_EXERCISE INSTRUCTIONS_
Print the listing in full, keeping every line exactly as it is.
[Start of Attachment]
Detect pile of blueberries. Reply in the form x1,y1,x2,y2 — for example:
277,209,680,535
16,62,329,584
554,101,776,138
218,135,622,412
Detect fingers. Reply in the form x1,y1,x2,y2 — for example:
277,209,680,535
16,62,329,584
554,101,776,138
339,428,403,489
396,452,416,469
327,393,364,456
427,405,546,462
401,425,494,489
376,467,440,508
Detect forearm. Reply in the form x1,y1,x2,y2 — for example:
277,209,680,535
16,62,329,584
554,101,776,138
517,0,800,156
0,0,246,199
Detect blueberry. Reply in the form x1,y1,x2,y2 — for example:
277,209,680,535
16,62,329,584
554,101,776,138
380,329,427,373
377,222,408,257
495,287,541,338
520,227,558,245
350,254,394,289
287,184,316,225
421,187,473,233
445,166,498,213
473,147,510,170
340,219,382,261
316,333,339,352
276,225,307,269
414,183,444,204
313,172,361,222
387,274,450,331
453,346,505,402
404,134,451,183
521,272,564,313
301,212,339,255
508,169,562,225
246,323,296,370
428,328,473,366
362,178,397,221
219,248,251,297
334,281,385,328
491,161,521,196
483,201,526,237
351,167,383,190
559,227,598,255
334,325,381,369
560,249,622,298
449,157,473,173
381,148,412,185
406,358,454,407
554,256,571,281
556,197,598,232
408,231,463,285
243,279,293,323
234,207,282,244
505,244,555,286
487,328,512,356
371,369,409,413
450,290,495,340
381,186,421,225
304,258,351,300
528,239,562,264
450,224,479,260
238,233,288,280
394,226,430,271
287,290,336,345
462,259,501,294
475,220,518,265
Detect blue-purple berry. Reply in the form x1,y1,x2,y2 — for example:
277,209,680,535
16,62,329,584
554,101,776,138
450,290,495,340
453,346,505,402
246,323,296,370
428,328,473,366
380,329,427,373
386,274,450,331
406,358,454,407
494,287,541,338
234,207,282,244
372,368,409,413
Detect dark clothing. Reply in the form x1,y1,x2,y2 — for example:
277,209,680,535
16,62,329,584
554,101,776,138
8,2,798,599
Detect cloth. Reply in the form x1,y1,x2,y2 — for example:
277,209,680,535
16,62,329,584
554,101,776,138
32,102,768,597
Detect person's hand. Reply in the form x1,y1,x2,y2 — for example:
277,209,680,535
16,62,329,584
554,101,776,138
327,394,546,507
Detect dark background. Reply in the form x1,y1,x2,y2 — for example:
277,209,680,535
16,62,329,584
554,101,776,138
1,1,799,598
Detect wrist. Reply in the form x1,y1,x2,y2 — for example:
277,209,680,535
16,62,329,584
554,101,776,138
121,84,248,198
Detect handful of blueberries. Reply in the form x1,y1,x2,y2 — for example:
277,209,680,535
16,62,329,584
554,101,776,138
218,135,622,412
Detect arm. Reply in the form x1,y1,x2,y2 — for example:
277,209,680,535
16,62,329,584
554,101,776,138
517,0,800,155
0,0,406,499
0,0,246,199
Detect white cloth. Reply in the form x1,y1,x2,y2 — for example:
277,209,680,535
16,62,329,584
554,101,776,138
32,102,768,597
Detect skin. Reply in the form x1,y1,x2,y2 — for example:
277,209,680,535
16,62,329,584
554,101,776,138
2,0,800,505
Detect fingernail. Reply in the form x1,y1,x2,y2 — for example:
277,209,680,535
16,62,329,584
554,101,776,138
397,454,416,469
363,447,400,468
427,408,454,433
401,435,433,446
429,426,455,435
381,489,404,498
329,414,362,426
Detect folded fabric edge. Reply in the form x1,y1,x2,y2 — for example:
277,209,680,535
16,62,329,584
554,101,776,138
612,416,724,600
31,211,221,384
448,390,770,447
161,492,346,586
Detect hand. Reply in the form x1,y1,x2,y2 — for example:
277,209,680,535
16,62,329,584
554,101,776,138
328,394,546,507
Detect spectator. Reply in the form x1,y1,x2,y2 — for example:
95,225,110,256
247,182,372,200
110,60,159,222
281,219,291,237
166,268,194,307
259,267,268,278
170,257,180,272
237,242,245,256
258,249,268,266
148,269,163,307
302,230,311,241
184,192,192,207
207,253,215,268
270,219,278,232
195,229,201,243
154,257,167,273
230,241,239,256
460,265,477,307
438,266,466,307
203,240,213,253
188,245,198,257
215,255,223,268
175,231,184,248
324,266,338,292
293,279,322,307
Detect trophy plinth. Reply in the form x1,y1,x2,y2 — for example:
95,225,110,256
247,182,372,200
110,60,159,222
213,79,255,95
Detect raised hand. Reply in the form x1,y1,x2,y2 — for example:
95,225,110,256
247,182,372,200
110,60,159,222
[End of Attachment]
_SOLVED PROBLEM_
Detect pile of blueberries. Reply in the form x1,y1,x2,y2 — for example:
277,209,680,535
16,62,329,584
554,101,776,138
218,135,622,412
Detect fingers. Reply in the form x1,y1,x2,y2 — for example:
277,209,680,535
16,62,329,584
554,101,776,138
339,428,403,489
396,452,416,469
327,393,364,456
427,405,546,462
401,425,494,489
376,467,440,508
Detect forearm. Reply in the form x1,y1,x2,y2 — for example:
277,209,680,535
16,62,329,584
554,101,776,138
517,0,800,156
0,0,246,199
Detect blueberry. Reply in the form x1,y1,x2,y2 — for example:
277,209,680,535
16,62,329,584
554,101,776,138
380,329,427,373
377,222,408,257
495,287,541,338
520,227,558,245
350,254,394,289
287,184,316,225
421,187,473,233
445,166,498,213
473,147,510,170
340,219,382,261
316,333,339,352
276,225,307,269
414,183,444,204
313,172,361,222
387,274,450,331
453,346,505,402
404,134,451,183
521,272,564,313
301,212,339,255
508,169,562,225
246,323,296,370
428,328,473,366
362,178,397,221
219,248,251,297
334,281,385,328
491,161,521,196
483,201,526,237
351,167,383,190
559,227,598,255
334,325,381,369
560,249,622,298
449,157,473,173
381,148,412,185
406,358,454,407
554,256,571,281
556,197,598,232
408,231,463,285
243,279,293,323
234,207,282,244
505,244,555,286
487,328,512,356
371,369,409,413
450,290,495,340
381,186,421,225
304,258,351,300
528,239,562,264
450,224,479,260
238,233,288,280
394,226,430,271
287,290,336,345
462,259,501,294
475,220,518,265
Detect blue-purple berry. Reply in the form x1,y1,x2,y2 — for example:
277,209,680,535
16,62,329,584
554,101,776,138
450,290,495,340
453,346,505,402
246,323,296,370
428,328,473,366
380,329,427,373
386,274,450,331
406,358,454,407
494,287,541,338
234,207,282,244
372,368,409,413
Detect dark clothing. Reply in the form x1,y1,x2,y2 — for example:
277,209,680,535
16,62,329,584
554,101,776,138
8,2,798,599
Detect cloth. Reply in the form x1,y1,x2,y2 — for example:
277,209,680,535
16,62,329,584
554,101,776,138
32,102,768,597
Detect person's hand. Reply in the form x1,y1,x2,y2 — for example:
277,209,680,535
16,62,329,584
554,101,776,138
327,394,546,507
Detect dark background. Reply in the form x1,y1,x2,y2 — for example:
277,209,680,535
16,62,329,584
554,101,776,138
1,1,799,598
Detect wrist. Reply in the form x1,y1,x2,y2 — for example:
277,209,680,535
16,62,329,584
554,101,776,138
121,84,248,198
Detect handful of blueberries. Reply in the form x1,y1,x2,y2 — for example:
277,209,680,535
16,62,329,584
554,101,776,138
218,135,622,412
Detect arm. Reply in the form x1,y1,x2,y2 — for example:
277,209,680,535
16,62,329,584
554,101,776,138
517,0,800,155
0,0,406,499
0,0,246,199
Detect white cloth. Reply in the form x1,y1,x2,y2 — for example:
277,209,680,535
16,62,329,584
554,101,776,138
32,102,768,597
Detect skin. Reply in the form x1,y1,x2,y2 — for example:
277,209,680,535
16,62,329,584
554,101,776,138
2,0,800,505
Detect fingernail. Reply in the form x1,y1,x2,y2 — for example:
277,209,680,535
16,62,329,584
554,101,776,138
397,454,416,469
363,447,400,468
427,408,454,433
401,435,433,446
429,426,455,435
381,489,404,498
329,414,362,426
Detect folded fabric edge. Reply in the form x1,y1,x2,y2 — for example:
277,209,680,535
16,62,329,584
554,101,776,138
612,416,724,600
31,211,221,384
448,390,770,447
161,492,346,586
Detect hand. Reply in the form x1,y1,x2,y2 — for example:
277,209,680,535
16,62,329,584
554,101,776,138
328,394,546,507
Detect spectator. Reply in the form x1,y1,x2,y2 — for example:
95,225,110,256
247,182,372,200
110,60,159,222
281,219,291,237
166,268,194,307
259,267,268,278
170,257,180,272
237,242,245,256
258,249,268,266
148,269,163,307
302,230,311,241
184,192,192,207
207,253,215,268
270,219,278,232
195,229,201,243
154,257,167,273
230,241,239,256
460,265,477,307
438,266,466,307
203,240,213,253
188,245,198,257
215,255,223,268
175,231,184,248
324,266,338,292
293,279,322,307
Detect trophy plinth. Reply in the form x1,y1,x2,y2 — for example:
95,225,110,256
247,182,372,200
110,60,159,222
213,79,255,95
Detect raised hand. Reply in the form x1,y1,x2,y2 — for example:
95,225,110,256
247,182,372,200
110,60,159,222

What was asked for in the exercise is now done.